GIVEN RECORDS
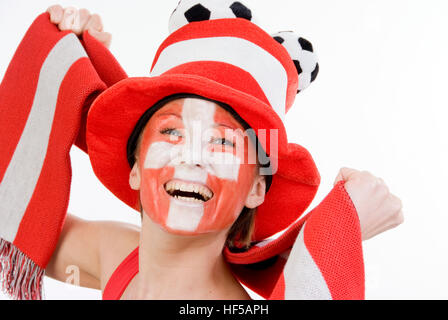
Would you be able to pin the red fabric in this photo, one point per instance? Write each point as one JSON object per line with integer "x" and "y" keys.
{"x": 332, "y": 232}
{"x": 44, "y": 217}
{"x": 121, "y": 277}
{"x": 17, "y": 81}
{"x": 244, "y": 29}
{"x": 332, "y": 236}
{"x": 24, "y": 257}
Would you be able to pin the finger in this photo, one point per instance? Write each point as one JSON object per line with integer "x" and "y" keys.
{"x": 68, "y": 18}
{"x": 81, "y": 18}
{"x": 345, "y": 174}
{"x": 104, "y": 37}
{"x": 56, "y": 12}
{"x": 94, "y": 23}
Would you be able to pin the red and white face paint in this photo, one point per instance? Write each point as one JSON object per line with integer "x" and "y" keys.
{"x": 193, "y": 175}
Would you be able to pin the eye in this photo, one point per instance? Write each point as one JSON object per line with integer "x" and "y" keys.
{"x": 222, "y": 141}
{"x": 171, "y": 131}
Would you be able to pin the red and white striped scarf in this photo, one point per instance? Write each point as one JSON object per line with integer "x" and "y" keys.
{"x": 44, "y": 99}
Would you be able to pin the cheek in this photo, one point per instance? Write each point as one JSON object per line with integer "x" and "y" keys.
{"x": 230, "y": 201}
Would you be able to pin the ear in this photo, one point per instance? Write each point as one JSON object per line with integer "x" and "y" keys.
{"x": 257, "y": 193}
{"x": 134, "y": 177}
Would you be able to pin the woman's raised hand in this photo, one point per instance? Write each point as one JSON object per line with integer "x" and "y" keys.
{"x": 378, "y": 209}
{"x": 78, "y": 21}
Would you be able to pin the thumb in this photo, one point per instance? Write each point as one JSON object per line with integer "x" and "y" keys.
{"x": 344, "y": 174}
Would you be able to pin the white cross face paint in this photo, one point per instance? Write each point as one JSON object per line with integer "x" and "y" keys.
{"x": 193, "y": 180}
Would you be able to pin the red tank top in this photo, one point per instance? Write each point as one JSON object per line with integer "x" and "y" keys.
{"x": 121, "y": 277}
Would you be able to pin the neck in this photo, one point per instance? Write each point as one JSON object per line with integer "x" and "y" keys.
{"x": 175, "y": 267}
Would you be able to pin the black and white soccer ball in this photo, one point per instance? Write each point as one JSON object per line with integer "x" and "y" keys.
{"x": 303, "y": 56}
{"x": 188, "y": 11}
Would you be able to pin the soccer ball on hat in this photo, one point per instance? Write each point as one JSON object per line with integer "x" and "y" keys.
{"x": 303, "y": 56}
{"x": 188, "y": 11}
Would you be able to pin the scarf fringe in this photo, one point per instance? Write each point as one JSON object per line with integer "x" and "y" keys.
{"x": 20, "y": 277}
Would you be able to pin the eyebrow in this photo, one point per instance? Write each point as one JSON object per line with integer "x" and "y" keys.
{"x": 169, "y": 114}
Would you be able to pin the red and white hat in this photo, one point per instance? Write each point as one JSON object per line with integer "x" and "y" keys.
{"x": 220, "y": 55}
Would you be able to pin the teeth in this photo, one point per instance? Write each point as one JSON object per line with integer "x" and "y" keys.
{"x": 188, "y": 199}
{"x": 189, "y": 187}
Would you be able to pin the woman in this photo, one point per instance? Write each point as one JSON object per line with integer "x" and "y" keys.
{"x": 188, "y": 195}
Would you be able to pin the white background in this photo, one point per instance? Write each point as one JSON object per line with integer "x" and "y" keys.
{"x": 378, "y": 104}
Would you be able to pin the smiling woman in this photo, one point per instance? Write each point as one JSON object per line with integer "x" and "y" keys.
{"x": 213, "y": 128}
{"x": 199, "y": 148}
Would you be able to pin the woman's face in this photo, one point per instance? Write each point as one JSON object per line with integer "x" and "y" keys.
{"x": 195, "y": 168}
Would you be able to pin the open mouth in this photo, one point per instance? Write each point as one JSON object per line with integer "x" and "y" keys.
{"x": 190, "y": 192}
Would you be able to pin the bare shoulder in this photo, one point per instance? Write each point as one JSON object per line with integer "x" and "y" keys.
{"x": 117, "y": 241}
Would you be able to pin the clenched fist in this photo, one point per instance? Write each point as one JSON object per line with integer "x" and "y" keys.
{"x": 378, "y": 209}
{"x": 79, "y": 21}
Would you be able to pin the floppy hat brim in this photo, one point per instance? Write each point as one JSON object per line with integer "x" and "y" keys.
{"x": 115, "y": 113}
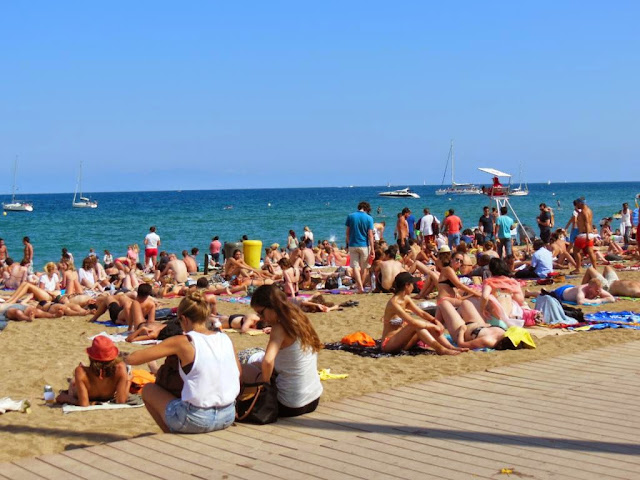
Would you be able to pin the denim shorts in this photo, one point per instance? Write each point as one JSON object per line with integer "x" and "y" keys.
{"x": 182, "y": 417}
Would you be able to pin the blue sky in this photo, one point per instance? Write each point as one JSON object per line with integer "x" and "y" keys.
{"x": 207, "y": 95}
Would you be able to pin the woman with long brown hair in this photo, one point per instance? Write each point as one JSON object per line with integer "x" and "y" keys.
{"x": 292, "y": 352}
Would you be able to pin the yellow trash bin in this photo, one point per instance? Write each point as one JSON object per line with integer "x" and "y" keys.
{"x": 252, "y": 251}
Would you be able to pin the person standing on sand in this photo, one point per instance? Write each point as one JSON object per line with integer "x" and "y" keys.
{"x": 586, "y": 235}
{"x": 151, "y": 244}
{"x": 3, "y": 253}
{"x": 27, "y": 258}
{"x": 359, "y": 233}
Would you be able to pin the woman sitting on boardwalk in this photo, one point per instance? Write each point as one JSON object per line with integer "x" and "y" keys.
{"x": 292, "y": 353}
{"x": 402, "y": 330}
{"x": 209, "y": 368}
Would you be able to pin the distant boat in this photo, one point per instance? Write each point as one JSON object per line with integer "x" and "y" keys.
{"x": 83, "y": 202}
{"x": 16, "y": 205}
{"x": 456, "y": 188}
{"x": 403, "y": 193}
{"x": 520, "y": 191}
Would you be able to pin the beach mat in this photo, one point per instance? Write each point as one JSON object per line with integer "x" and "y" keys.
{"x": 100, "y": 406}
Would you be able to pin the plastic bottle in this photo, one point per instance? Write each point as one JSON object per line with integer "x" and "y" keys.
{"x": 49, "y": 396}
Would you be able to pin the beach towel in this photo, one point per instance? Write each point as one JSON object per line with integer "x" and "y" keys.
{"x": 376, "y": 352}
{"x": 325, "y": 374}
{"x": 232, "y": 299}
{"x": 552, "y": 311}
{"x": 99, "y": 406}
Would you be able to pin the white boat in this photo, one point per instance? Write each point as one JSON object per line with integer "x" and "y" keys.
{"x": 81, "y": 201}
{"x": 520, "y": 191}
{"x": 456, "y": 188}
{"x": 16, "y": 205}
{"x": 403, "y": 193}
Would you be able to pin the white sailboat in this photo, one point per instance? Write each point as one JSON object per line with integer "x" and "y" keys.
{"x": 82, "y": 202}
{"x": 16, "y": 205}
{"x": 456, "y": 188}
{"x": 520, "y": 191}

TASK STATEMENT
Print exactly the lines above, starting at the line that contains "Would you be able to pin the white boat" and ending with the last line of the records, both included.

OUTPUT FOR THIS EXERCISE
Would you be able to pin the white boat in this photo, one point per instance? Write each point as one JSON object per line with integer "x" and "y" keys.
{"x": 81, "y": 201}
{"x": 520, "y": 191}
{"x": 456, "y": 188}
{"x": 16, "y": 205}
{"x": 403, "y": 193}
Would you be able to pin the white sailboat in this photo, one point per instance? Write each point as one JSON object per line with integer "x" and "y" keys.
{"x": 82, "y": 202}
{"x": 16, "y": 205}
{"x": 456, "y": 188}
{"x": 520, "y": 191}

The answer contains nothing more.